• _Written request 1_
Pick out each line of the records that contains the string "marking", matching case exactly.

• _Text to read_
# # #
What voltage are you trying to find?

Also, the cap would not be 10pf as that is way too small, especially with a 1kHz switching frequency.
 
Hi

What voltage are you trying to find?

The voltage on the left of inductor titled "Voltage?" in Figure 3 just before the switch is opened.

Also, the cap would not be 10pf as that is way too small, especially with a 1kHz switching frequency.

Then, you might make it 50pF. I just made up those numbers.

Thank you.
 
Hi,

We already said what that voltage was didnt we? It's the same as the power supply voltage.

50pf is still far too small. More like 1uf or 10uf, but at 1kHz much much larger. Consider at 50kHz a typical value is 1000uf.
 
Hi

We already said what that voltage was didnt we? It's the same as the power supply voltage.

I'm afraid that no one said anything about that voltage, or I might be missing it.

Let's step through Figure 2 and Figure 3 here again.

In Figure 2, the switch has just been closed. Before the switch was just closed, both inductor and capacitor were supplying enough current that voltage drop across 20 ohm load was 9.8V and this goes without saying that note before the switch was closed the capacitor was being discharged and inductor's current was decreasing. But the capacitor starts getting charged and inductor's current also starts increasing from its previously descending value as the switch is closed. Basically two things are happening. First, the voltage on the left of inductor starts decreasing from applied voltage value which in our case is 20V and meanwhile magnetic field of inductor also starts expanding. Second, the capacitor is getting charged up and at the same time voltage is being dropped across the load and this means that current is being supplied to both capacitor and load. These "two things" will continue until voltage drop across the load (or, capacitor's voltage) has reached the value of 10.2V and at that instant switched is opened again.

And you can make it 50uF if 50pF is too small. Thank you.

Regards
PG
 
When the switch is conducting, you get the source voltage on the left of the inductor, load voltage on the right of the inductor. The inductor is capable of keeping this voltage difference only if the current through the inductor increases. If the rate of current increase slows down, the ability of the inductor to develop voltage diminishes and the voltage accross the inductor will start dropping. As a result of this voltage decrease accross the inductor, either voltage on the left has to decrease or voltage on the right has to increase (or a combination of both).
# # #
• _Source records_

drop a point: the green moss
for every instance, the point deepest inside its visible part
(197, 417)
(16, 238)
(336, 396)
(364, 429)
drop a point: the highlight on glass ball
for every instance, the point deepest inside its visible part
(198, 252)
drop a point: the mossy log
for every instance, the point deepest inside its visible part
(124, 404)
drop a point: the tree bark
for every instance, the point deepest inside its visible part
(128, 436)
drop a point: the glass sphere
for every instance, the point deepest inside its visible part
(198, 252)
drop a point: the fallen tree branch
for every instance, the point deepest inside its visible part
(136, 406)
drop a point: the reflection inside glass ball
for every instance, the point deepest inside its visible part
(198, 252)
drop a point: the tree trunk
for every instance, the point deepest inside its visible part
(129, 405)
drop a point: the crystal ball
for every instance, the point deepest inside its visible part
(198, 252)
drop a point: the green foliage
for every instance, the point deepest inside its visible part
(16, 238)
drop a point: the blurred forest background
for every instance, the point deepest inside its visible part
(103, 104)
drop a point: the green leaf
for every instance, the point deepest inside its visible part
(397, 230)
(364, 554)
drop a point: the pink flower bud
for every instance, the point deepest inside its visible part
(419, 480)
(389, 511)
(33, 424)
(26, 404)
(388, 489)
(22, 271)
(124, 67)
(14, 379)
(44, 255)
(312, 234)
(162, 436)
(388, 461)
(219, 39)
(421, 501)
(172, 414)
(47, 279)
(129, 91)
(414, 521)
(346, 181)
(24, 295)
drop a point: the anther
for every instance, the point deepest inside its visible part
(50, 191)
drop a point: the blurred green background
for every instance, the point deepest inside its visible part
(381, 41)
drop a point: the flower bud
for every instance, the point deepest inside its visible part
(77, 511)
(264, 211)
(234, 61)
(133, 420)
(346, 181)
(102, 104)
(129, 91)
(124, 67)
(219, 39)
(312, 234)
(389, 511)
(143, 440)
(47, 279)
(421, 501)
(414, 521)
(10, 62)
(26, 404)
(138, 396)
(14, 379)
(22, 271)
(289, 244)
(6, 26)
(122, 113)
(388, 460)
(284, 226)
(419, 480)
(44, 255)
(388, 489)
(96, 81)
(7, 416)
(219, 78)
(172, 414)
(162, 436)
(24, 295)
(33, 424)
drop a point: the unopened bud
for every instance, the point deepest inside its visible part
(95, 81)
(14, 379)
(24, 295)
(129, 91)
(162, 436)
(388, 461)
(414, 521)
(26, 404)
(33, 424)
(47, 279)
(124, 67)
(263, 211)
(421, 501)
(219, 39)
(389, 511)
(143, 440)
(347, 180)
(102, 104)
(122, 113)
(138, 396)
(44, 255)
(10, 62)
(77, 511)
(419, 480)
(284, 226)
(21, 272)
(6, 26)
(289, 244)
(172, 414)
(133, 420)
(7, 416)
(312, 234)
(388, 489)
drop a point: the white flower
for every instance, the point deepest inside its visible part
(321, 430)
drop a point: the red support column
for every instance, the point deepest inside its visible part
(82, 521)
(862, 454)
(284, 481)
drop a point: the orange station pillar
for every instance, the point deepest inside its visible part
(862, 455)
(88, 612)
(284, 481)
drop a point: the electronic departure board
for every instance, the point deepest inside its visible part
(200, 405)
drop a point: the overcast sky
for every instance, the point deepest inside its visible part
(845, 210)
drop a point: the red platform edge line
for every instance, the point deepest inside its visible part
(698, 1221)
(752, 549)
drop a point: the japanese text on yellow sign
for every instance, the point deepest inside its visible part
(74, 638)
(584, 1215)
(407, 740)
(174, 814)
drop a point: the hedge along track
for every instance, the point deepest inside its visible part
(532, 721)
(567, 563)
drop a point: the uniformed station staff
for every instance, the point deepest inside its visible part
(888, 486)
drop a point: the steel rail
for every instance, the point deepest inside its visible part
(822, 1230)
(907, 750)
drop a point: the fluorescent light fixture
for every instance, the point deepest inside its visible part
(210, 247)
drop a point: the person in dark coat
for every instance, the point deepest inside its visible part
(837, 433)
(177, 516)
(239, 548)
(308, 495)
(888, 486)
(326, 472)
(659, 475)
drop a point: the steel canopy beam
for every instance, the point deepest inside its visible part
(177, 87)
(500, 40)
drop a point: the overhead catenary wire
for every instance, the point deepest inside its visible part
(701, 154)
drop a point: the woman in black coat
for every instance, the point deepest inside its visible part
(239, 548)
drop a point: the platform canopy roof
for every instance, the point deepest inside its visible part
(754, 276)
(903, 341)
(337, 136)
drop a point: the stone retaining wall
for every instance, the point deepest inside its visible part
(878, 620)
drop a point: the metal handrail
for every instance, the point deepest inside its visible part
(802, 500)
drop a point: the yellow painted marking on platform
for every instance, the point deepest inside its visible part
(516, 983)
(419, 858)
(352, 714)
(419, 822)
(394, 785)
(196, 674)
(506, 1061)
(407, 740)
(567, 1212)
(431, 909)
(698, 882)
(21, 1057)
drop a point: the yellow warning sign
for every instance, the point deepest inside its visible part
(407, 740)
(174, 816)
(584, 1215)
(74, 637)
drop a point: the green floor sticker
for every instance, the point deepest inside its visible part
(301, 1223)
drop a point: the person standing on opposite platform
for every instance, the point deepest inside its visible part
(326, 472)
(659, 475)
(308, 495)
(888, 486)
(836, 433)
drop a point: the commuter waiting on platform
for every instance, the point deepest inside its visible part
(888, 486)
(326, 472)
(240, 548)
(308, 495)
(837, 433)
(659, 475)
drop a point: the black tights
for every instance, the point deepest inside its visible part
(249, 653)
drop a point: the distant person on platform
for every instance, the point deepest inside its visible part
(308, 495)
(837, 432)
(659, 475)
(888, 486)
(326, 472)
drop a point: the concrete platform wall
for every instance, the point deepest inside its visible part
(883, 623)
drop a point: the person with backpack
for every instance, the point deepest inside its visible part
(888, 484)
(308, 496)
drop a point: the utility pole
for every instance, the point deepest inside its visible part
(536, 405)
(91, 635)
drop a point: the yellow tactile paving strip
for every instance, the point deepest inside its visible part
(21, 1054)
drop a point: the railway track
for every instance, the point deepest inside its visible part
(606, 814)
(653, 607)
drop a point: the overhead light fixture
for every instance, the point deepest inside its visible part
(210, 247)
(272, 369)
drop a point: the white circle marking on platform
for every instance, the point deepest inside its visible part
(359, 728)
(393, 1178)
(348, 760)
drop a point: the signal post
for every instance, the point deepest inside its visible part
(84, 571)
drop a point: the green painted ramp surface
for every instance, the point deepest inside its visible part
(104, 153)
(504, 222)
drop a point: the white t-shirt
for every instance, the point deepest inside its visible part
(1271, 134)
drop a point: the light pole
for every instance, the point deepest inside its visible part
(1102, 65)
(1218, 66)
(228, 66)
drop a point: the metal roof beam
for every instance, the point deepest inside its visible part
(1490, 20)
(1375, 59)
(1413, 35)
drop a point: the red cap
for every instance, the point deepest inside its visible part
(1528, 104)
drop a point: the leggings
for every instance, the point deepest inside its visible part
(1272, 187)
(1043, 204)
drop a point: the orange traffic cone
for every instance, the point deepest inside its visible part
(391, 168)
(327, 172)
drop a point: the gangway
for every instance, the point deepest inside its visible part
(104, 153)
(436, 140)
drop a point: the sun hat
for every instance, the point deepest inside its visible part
# # #
• _Written request 2_
In the forum thread on the switching circuit, what capacitor value is called typical at 50kHz?

• _Solution 1_
drop a point: the yellow painted marking on platform
drop a point: the white circle marking on platform

• _Solution 2_
1000uF.